**PROVIDED ENTRIES**.
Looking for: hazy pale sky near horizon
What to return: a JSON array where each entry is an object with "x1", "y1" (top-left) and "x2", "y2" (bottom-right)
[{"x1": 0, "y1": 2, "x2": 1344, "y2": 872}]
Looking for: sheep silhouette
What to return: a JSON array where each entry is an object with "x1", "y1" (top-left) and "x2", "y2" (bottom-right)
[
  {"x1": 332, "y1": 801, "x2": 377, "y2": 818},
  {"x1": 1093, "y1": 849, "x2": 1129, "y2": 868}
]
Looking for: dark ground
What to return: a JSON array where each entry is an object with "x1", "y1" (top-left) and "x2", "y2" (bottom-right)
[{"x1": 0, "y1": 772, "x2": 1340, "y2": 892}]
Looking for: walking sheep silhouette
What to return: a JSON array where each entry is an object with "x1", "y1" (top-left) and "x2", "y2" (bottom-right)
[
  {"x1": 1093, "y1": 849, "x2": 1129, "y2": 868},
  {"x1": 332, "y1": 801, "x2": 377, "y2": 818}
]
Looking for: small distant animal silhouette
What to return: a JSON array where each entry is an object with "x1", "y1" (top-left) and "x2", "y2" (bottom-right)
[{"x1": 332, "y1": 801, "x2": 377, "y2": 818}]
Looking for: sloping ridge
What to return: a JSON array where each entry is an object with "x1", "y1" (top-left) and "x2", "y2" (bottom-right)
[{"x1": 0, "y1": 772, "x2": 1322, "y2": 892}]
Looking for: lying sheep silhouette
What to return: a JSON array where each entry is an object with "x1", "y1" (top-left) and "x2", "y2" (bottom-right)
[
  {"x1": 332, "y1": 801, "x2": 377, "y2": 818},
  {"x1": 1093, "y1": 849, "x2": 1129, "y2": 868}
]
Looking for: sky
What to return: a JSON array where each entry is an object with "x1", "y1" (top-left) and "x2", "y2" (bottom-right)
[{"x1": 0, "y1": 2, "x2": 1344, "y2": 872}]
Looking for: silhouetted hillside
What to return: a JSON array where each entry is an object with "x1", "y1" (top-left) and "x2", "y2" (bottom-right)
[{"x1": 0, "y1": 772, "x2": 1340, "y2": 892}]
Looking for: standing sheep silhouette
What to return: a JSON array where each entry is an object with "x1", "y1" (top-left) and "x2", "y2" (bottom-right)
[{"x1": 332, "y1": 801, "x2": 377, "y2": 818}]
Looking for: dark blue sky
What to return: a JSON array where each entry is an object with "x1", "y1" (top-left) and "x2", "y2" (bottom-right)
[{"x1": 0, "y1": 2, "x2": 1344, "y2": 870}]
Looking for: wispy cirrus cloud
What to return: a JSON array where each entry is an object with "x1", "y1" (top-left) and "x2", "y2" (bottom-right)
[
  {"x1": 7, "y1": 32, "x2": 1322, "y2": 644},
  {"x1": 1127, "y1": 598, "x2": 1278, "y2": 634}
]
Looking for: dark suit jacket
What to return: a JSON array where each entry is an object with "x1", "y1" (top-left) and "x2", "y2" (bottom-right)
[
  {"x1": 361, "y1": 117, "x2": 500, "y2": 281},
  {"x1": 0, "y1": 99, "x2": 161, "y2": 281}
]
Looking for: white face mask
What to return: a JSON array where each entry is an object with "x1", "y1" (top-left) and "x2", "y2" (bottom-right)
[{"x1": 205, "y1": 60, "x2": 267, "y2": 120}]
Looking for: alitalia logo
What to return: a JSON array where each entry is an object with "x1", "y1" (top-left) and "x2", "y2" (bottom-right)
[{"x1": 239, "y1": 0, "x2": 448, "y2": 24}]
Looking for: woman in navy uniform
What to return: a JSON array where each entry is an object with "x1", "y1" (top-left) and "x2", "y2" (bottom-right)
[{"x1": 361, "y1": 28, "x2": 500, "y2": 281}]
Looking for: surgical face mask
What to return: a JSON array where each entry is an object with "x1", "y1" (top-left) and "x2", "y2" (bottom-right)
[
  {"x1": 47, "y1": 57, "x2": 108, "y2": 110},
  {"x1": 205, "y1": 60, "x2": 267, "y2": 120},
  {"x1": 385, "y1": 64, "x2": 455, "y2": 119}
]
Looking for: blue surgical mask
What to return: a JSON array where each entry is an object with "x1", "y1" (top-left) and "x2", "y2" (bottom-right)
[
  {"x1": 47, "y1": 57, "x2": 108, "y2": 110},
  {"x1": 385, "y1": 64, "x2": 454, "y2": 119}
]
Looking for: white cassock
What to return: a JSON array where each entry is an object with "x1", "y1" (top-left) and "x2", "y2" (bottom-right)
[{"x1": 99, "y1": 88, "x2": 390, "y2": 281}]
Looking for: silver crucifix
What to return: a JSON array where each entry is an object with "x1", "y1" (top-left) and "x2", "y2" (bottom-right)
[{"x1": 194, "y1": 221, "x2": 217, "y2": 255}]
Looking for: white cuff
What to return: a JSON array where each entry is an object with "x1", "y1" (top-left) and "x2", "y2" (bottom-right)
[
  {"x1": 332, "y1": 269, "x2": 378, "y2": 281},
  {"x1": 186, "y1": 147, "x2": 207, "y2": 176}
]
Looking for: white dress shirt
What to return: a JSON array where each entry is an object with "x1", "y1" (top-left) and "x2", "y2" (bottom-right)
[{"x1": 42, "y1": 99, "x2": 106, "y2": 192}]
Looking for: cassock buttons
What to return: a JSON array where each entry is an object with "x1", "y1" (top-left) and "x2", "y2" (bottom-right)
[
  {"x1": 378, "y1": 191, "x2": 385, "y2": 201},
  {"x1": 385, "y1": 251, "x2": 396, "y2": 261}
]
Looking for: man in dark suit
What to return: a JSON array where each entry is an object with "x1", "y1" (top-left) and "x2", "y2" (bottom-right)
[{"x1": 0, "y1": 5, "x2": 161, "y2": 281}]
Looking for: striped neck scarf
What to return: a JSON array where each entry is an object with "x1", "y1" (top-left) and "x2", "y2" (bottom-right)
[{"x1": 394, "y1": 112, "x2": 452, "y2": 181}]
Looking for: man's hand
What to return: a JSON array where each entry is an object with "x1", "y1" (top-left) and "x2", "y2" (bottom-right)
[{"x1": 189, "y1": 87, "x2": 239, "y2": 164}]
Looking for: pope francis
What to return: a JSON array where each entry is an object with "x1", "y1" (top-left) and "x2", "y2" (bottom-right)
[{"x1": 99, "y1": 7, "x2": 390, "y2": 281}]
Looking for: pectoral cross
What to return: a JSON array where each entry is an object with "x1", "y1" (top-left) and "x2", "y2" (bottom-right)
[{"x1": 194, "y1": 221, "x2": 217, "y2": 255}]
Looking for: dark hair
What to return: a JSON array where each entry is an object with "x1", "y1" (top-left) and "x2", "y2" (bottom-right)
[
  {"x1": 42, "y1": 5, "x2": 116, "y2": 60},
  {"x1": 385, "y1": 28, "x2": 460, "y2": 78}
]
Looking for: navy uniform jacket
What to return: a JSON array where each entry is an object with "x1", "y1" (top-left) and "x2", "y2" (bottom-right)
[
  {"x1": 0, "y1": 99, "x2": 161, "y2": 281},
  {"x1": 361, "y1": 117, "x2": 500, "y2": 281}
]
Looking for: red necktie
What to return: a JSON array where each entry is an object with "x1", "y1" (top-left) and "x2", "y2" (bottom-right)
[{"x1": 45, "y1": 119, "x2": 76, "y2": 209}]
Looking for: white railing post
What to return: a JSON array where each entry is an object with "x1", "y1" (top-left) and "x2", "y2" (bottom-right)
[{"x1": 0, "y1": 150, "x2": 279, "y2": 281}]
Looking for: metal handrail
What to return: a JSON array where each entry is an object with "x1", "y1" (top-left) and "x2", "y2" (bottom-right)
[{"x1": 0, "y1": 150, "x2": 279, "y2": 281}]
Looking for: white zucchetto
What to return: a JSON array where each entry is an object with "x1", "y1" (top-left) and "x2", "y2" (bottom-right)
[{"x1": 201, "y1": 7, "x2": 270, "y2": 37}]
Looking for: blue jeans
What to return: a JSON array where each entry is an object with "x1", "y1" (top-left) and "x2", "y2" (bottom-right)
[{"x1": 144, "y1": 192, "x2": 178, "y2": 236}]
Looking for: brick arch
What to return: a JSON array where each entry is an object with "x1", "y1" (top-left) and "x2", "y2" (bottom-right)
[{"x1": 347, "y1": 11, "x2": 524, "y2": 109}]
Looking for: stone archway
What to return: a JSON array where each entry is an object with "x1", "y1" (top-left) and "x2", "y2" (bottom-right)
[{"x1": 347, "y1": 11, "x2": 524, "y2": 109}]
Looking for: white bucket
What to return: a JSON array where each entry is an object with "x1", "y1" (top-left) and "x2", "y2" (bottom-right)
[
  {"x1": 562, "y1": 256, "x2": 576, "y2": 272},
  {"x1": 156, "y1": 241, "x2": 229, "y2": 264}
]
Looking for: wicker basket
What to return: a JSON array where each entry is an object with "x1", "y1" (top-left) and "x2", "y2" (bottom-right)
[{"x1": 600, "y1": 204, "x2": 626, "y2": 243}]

**WRITTEN PROBLEM**. Retype everything from the line containing "Looking for: white bucket" down to the last line of the data above, with no changes.

**FINISHED ANSWER**.
Looking for: white bucket
What to return: a JSON array where each entry is an object with "x1", "y1" (top-left) and "x2", "y2" (bottom-right)
[
  {"x1": 562, "y1": 256, "x2": 576, "y2": 272},
  {"x1": 156, "y1": 241, "x2": 229, "y2": 264}
]
Looking for: wicker basket
What to return: a JSON array where each entry is an object with "x1", "y1" (top-left) and "x2", "y2" (bottom-right)
[{"x1": 600, "y1": 204, "x2": 626, "y2": 243}]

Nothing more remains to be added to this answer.